§ What is needed: Can you write the next part of the article on the length of medical training, picking up right after its last sentence?

§ Document text:
☆ ☆ ☆ ☆ ☆ ☆ ☆

The Long and Winding Road from Student to Doctor

Medical knowledge has exploded and future doctors need more training to be competent, or so the argument goes. But has our obsession with length of courses blown undergraduate medical education and postgraduate medical training courses out of proportion?

Today, if you want to be a general practitioner you’ll spend your first five years at medical school followed by one to two years in a hospital, then a further one to two years in a GP training program, after which you will hopefully find an associate position in a practice where you will wait years for a principal role. And if surgery is your goal, don’t expect to see your first patient for seven to ten years after you graduate – by which time you’ll be in your mid thirties, if you’re lucky.

Students should shadow consultants on a daily basis to see what life will be like

The trouble is length is standing in the way of competency … and a very simple solution: stream students at the end of first year and expose them early to the range of career choices on offer. Communication training and problem solving are important skills but they shouldn’t be the start point of medical education. Rather, students should shadow consultants on a daily basis to see what life will be like at the end of their training.

☆ ☆ ☆ ☆ ☆ ☆ ☆

§ Saved entries:
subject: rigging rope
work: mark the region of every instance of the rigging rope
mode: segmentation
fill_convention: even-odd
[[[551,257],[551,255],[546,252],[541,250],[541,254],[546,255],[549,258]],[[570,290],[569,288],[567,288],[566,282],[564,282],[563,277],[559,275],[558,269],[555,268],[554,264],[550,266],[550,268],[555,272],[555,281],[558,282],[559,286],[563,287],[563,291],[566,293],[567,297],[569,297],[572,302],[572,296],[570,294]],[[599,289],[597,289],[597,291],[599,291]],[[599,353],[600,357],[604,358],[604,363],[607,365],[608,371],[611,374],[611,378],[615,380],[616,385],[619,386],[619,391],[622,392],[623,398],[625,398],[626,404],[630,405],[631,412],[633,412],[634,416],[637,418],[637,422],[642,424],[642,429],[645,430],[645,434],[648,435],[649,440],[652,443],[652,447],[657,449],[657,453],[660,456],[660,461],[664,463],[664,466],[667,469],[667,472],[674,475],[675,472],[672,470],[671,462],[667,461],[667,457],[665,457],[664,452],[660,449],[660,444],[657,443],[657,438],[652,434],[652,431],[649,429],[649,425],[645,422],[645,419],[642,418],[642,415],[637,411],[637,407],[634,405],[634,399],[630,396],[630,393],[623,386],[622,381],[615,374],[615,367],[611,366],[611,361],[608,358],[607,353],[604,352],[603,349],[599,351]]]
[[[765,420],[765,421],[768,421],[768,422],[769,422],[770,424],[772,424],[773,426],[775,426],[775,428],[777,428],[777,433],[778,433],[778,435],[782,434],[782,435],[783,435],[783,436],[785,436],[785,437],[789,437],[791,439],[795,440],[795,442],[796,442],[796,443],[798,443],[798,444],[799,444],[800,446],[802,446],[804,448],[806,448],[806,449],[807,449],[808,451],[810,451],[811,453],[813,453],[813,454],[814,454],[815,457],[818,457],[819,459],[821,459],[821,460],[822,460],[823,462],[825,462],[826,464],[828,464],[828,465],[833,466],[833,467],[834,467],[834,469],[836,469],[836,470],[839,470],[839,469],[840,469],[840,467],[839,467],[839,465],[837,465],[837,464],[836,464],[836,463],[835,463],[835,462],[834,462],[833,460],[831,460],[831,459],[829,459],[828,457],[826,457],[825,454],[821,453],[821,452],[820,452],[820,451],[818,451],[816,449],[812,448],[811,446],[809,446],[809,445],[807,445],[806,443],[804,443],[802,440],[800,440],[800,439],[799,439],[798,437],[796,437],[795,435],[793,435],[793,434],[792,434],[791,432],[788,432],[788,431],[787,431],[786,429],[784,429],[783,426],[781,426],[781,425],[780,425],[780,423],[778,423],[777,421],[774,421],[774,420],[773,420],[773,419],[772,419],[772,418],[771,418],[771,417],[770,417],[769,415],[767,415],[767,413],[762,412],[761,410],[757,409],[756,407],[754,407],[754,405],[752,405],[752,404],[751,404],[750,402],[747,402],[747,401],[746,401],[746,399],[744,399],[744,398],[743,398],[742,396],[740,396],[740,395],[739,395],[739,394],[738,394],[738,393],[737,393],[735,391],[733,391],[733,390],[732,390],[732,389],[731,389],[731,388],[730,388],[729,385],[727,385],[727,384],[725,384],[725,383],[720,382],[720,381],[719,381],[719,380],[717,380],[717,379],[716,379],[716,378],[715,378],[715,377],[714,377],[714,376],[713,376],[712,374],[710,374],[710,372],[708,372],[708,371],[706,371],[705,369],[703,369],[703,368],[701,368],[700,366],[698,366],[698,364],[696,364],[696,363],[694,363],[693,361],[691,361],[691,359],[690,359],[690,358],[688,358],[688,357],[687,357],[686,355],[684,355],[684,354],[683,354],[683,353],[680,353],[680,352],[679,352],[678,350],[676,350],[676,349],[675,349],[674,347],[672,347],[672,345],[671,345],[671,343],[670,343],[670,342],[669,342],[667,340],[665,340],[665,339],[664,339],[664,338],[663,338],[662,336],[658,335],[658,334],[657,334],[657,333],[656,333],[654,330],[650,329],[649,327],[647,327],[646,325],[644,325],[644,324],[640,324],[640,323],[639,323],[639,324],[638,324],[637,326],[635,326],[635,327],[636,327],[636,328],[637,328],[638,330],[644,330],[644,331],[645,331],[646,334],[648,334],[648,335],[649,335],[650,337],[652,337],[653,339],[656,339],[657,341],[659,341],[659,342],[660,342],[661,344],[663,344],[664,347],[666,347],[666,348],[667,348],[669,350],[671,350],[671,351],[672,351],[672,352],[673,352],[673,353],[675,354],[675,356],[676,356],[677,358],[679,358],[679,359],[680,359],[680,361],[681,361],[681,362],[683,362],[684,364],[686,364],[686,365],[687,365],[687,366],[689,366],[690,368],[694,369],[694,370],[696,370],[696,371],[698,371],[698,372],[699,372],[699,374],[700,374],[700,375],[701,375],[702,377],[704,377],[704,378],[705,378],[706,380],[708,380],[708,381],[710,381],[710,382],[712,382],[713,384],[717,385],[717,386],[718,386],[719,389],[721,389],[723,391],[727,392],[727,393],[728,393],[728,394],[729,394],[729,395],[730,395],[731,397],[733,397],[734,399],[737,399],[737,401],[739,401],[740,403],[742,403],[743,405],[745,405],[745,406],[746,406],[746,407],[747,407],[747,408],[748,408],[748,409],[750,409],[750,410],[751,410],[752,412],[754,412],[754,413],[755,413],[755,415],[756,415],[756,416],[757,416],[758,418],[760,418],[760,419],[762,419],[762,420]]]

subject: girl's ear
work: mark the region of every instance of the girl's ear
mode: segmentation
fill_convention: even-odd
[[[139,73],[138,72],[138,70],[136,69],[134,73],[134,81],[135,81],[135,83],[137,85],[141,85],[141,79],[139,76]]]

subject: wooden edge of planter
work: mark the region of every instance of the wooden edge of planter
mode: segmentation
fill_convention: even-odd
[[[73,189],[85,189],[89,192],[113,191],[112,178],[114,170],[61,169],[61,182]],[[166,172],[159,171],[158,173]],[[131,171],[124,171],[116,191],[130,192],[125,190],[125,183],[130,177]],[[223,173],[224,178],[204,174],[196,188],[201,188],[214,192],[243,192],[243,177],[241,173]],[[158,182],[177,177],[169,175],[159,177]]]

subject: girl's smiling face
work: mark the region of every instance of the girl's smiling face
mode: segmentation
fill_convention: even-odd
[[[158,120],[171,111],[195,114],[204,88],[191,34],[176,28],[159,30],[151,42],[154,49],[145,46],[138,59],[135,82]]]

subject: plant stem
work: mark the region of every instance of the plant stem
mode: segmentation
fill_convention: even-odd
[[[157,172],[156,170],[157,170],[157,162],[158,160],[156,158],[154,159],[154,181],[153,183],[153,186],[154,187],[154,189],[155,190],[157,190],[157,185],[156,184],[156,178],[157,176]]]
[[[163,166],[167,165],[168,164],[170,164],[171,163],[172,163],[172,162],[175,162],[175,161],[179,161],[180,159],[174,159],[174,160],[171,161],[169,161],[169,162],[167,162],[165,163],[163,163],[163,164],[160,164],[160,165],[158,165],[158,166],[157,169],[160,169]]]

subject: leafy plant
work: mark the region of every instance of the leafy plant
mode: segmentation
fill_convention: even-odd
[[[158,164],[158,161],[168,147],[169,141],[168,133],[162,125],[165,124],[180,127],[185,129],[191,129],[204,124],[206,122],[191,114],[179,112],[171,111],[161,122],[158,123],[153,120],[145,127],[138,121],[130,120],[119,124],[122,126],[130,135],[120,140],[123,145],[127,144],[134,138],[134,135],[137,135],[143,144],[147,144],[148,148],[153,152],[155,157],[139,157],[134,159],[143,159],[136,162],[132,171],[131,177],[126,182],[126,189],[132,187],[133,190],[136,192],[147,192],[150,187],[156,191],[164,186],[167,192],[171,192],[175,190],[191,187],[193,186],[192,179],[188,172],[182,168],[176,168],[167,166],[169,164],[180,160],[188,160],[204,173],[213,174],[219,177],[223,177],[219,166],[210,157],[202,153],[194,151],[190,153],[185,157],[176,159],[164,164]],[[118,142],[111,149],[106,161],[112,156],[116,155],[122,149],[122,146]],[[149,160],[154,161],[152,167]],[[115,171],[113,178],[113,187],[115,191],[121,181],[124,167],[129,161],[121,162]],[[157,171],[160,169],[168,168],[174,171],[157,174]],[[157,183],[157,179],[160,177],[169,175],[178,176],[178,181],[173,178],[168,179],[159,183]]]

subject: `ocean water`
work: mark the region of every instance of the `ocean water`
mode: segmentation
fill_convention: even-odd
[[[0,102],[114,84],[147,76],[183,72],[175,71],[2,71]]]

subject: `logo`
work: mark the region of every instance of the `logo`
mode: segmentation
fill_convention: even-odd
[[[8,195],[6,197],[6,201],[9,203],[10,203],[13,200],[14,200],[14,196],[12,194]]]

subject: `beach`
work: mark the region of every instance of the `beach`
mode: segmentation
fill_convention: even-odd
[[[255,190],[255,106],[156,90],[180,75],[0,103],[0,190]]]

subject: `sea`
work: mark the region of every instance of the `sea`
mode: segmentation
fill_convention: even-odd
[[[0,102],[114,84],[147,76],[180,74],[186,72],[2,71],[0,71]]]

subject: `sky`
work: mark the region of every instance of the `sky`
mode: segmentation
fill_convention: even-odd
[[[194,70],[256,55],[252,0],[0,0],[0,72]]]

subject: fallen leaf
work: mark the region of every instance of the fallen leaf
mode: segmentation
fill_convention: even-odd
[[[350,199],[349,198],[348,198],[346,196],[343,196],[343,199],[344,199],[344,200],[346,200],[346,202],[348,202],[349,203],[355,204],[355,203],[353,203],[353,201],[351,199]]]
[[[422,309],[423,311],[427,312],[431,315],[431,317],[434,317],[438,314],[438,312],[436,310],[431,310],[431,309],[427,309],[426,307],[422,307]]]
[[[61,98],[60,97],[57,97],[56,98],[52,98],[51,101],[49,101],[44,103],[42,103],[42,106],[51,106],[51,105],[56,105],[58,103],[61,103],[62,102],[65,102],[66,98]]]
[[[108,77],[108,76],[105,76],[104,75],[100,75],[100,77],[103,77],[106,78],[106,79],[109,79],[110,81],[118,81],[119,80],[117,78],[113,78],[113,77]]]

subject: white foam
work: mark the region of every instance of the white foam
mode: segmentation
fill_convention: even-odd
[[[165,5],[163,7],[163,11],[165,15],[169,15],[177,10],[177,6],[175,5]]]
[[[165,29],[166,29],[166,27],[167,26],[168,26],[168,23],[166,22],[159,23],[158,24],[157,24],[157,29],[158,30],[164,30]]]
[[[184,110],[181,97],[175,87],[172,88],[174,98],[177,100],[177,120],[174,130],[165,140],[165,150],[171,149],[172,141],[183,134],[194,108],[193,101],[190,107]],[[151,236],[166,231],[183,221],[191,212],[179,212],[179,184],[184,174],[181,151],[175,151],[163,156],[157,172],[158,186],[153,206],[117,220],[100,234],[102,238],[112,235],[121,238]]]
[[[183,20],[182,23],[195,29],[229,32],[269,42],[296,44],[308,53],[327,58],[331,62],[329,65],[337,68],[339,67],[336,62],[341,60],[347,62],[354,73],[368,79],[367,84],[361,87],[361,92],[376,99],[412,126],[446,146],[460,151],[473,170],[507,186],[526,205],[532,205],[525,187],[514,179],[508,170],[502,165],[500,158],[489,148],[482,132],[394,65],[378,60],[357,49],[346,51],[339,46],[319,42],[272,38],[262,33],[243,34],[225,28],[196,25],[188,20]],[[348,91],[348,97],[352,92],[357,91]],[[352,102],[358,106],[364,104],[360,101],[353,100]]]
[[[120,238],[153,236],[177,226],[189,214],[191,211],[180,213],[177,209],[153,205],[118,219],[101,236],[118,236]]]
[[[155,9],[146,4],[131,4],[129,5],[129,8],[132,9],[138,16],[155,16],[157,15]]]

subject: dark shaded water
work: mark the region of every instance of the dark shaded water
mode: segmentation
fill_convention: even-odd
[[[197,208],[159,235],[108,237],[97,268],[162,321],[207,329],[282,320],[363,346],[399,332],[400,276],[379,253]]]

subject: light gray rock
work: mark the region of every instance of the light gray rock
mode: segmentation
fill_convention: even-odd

☆ ☆ ☆ ☆ ☆ ☆ ☆

§ Exercise output:
Early experience enables rational decisions about which specialty a student is suited to and whether or not they are suited to medicine. And streamlined training provides health planners with useable workforce information. It will also reduce the current high numbers of disgruntled younger doctors because they would be better prepared for the day to day challenges of their careers and more able to adapt to the professional lifestyle of their choice.

Streaming also enables personalized curricula, which is important because contemporary medical practice requires tailoring care to the individual patient. With highly technical information readily available on the Internet doctors don’t need to regurgitate reams of facts but rather understand the implication and ensure optimal practice within their area of expertise.

For example a cardiothoracic surgeon will share basic skills, such as cutting and communication, with a dermatologist but beyond that the emphasis of their education should differ: the surgeon needs to understand heart-lung bypass technology while the dermatologist must be competent in the immunology of the skin. Neither will ever require even the most basic understanding of the other’s field.

Medicine can no longer afford to train an undifferentiated doctor in order to provide hospitals with cheap medical labor. A radiologist reading MRIs doesn’t need to learn how to suture or resuscitate a patient. A family doctor doesn’t need to know which sequence of therapies is appropriate to treat refractory multiple myeloma. But our healthcare system does. And if we enable doctors to focus on their final destination earlier we will not only ensure the optimal use of resources but produce confident, competent and professionally fulfilled doctors.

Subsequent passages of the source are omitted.